** Opening TEXT PROVIDED block **
Abbé Faria was the father of Modern Hypnotism. Many of the original mesmerists were signatories to the first declarations that proclaimed the French revolution in 1789. Far from surprising, this could perhaps be expected, in that mesmerism opened up the prospect that the social order was in some sense suggested and could be overturned. Magnetism was neglected or forgotten during the Revolution and the Empire.

An Indo-Portuguese priest, Abbé Faria, revived public attention to animal magnetism. In the early 19th century, Abbé Faria introduced oriental hypnosis to Paris. Faria came from India and gave exhibitions in 1814 and 1815 without manipulations or the use of Mesmer's baquet (medical)]].
** Closing TEXT PROVIDED block **
DIRECTIONS FOR THIS TASK:
Reproduce verbatim the stretch of the passage on Abbé Faria from "An Indo-Portuguese priest, Abbé" through "Mesmer's baquet (medical)]].".
** Opening STORED DATA block **
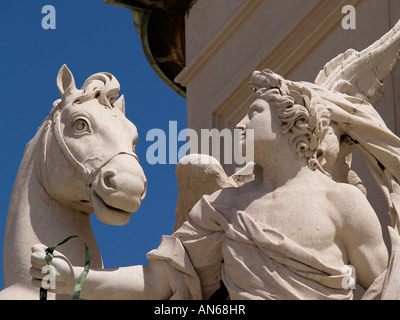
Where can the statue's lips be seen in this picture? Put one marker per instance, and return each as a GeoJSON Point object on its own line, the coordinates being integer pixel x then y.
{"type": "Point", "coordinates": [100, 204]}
** Closing STORED DATA block **
** Opening STORED DATA block **
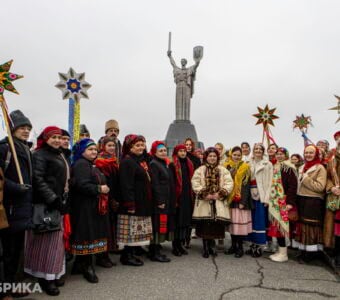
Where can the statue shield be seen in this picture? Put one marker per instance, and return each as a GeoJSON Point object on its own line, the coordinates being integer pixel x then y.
** Closing STORED DATA block **
TASK RESULT:
An Indo-Portuguese priest, Abbé Faria, revived public attention to animal magnetism. In the early 19th century, Abbé Faria introduced oriental hypnosis to Paris. Faria came from India and gave exhibitions in 1814 and 1815 without manipulations or the use of Mesmer's baquet (medical)]].